Written task: Rewrite the entries from the line containing "Thank you for the photograph. Please indicate the cow with" through the end of the entries, keeping every request line. Add 96 to each coordinate in the answer points, and leave the sample coordinates beneath each request unchanged.
******
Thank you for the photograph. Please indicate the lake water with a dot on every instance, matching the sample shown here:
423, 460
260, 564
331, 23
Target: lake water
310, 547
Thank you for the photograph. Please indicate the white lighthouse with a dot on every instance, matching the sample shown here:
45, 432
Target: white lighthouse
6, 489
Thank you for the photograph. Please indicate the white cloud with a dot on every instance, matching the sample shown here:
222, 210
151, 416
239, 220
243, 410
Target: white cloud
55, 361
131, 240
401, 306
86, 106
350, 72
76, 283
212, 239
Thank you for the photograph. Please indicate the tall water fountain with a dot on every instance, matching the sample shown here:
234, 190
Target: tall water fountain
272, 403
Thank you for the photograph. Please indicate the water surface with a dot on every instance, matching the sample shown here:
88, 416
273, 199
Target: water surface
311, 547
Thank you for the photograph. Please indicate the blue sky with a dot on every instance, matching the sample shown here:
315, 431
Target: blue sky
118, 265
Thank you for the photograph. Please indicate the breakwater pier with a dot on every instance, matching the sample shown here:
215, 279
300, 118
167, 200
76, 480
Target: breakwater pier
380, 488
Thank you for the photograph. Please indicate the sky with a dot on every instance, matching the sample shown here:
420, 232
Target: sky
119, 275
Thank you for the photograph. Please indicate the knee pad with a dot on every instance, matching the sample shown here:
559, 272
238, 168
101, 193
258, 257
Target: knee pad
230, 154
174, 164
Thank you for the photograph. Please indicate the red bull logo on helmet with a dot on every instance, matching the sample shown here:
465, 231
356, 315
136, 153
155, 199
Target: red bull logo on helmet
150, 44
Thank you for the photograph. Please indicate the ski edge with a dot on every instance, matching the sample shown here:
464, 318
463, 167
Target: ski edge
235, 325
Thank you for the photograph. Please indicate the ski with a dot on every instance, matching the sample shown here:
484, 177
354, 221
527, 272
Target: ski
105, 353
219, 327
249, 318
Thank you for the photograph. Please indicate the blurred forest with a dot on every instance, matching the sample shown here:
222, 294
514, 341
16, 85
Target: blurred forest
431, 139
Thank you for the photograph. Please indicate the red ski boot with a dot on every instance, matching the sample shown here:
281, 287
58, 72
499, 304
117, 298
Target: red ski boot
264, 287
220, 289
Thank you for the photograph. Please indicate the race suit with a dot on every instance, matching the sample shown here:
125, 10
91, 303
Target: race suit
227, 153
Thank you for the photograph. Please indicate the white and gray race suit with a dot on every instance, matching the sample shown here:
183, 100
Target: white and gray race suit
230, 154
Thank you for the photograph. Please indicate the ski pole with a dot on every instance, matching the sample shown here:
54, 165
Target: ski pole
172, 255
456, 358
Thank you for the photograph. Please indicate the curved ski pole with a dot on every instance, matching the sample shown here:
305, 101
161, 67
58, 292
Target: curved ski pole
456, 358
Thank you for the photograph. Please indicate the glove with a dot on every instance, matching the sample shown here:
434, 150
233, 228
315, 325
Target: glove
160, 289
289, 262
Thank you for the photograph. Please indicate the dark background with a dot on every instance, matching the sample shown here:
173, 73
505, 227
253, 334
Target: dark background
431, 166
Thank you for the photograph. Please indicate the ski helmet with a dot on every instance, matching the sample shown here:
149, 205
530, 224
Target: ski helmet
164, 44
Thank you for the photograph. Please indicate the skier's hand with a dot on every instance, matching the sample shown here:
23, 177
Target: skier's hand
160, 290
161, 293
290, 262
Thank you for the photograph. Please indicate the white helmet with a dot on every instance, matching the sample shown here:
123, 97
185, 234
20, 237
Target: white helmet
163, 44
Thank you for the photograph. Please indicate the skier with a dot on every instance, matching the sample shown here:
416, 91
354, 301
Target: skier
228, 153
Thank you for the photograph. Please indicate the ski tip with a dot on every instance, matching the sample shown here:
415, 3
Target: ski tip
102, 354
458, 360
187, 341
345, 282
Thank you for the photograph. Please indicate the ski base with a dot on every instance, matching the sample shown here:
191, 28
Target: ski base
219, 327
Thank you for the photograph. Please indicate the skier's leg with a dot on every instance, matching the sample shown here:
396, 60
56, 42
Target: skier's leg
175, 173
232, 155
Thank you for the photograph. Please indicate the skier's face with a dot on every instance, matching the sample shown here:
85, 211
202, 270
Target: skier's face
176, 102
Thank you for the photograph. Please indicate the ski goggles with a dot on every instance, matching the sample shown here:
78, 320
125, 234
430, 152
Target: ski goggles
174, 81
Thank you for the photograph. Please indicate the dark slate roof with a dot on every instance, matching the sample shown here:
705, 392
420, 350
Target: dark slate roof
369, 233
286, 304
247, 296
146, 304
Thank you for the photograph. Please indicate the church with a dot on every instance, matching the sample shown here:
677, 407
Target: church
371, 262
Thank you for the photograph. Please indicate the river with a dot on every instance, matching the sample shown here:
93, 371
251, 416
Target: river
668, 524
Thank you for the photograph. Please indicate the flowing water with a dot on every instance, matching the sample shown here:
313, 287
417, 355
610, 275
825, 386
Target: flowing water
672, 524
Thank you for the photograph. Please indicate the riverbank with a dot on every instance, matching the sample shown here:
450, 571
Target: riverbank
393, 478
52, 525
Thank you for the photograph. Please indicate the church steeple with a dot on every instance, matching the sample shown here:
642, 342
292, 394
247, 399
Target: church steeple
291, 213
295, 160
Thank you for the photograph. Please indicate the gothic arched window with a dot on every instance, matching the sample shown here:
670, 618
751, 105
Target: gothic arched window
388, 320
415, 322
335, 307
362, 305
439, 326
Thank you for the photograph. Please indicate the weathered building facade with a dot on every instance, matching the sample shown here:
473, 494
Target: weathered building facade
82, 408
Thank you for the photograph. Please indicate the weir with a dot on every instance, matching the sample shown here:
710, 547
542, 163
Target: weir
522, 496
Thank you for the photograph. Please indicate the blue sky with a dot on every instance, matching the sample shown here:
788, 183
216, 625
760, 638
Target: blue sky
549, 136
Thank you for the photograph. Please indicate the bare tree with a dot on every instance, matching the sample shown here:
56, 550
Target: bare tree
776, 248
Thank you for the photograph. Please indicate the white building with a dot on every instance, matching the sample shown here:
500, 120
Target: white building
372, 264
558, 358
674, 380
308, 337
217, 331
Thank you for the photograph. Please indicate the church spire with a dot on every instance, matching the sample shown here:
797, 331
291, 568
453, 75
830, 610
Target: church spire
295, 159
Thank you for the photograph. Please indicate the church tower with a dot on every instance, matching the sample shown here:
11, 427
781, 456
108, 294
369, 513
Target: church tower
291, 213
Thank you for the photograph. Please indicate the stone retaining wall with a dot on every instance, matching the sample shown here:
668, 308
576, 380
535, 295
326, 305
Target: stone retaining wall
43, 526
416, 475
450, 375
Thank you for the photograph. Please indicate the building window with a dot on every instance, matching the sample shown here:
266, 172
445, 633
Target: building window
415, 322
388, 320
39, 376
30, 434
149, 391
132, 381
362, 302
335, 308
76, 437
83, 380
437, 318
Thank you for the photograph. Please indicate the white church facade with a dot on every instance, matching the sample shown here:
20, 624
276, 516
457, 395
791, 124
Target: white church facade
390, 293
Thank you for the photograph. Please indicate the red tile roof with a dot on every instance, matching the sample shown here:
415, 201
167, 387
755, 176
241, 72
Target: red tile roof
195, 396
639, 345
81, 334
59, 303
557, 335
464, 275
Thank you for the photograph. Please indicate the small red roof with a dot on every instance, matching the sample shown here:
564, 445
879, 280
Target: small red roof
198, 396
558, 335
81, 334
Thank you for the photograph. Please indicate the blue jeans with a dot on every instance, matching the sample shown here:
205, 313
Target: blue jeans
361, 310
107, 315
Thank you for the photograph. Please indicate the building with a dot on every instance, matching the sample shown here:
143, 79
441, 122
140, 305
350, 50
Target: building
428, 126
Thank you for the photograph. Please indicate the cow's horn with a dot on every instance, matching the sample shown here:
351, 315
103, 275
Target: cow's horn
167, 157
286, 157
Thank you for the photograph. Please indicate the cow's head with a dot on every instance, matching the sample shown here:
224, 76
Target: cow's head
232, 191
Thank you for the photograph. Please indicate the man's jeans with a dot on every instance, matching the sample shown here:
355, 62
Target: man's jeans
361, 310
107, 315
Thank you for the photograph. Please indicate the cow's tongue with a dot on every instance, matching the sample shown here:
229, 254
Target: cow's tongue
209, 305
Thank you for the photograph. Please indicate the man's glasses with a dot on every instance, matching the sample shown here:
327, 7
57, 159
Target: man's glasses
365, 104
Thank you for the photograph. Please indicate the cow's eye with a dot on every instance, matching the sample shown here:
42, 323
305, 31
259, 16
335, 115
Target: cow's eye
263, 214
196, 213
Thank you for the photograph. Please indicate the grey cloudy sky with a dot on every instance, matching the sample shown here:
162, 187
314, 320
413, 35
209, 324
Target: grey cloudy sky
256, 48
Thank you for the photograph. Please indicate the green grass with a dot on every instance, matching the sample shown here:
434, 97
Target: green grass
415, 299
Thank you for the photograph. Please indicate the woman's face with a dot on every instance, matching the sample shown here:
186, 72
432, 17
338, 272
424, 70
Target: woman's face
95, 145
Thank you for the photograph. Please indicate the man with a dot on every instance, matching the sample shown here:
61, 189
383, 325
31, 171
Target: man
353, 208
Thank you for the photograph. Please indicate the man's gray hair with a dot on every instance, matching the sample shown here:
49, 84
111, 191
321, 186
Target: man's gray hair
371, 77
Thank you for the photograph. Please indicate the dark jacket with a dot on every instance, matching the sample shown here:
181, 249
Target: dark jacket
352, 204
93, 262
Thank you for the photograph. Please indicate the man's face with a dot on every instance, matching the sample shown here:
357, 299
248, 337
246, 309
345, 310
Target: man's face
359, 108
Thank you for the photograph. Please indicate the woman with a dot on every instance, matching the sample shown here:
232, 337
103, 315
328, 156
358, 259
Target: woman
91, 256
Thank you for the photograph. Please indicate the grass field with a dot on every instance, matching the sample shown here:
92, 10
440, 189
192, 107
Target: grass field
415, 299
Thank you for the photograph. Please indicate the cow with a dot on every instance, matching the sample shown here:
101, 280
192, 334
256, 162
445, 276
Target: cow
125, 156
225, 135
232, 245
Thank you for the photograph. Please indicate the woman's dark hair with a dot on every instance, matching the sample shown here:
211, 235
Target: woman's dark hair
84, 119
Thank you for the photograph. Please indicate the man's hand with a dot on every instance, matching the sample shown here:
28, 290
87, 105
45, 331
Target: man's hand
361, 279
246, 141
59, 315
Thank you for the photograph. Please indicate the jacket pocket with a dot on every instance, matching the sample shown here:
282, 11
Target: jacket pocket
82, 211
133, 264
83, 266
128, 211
******
Written answer:
Thank you for the photograph. Please indicate the cow with a dot on every instance, matching the sample shown here:
101, 280
192, 334
256, 162
445, 276
Target: cow
221, 252
321, 231
328, 341
Thank you for the photograph. Please indicate the woman's dark hair with a dot on every instance, matching the sample shown here:
211, 235
Target: woman's dark hair
180, 215
Thank you for the photograph. Please indicate the man's hand with a dot on every instance, matching the sample shown here:
28, 290
87, 105
45, 331
Target: man's hand
457, 375
342, 237
155, 411
Thank you for the photograph. Please indicate the jacket pocket with a dot on every instance, matching the sample shown here:
282, 11
Target: jacket pocket
178, 307
229, 360
179, 362
224, 307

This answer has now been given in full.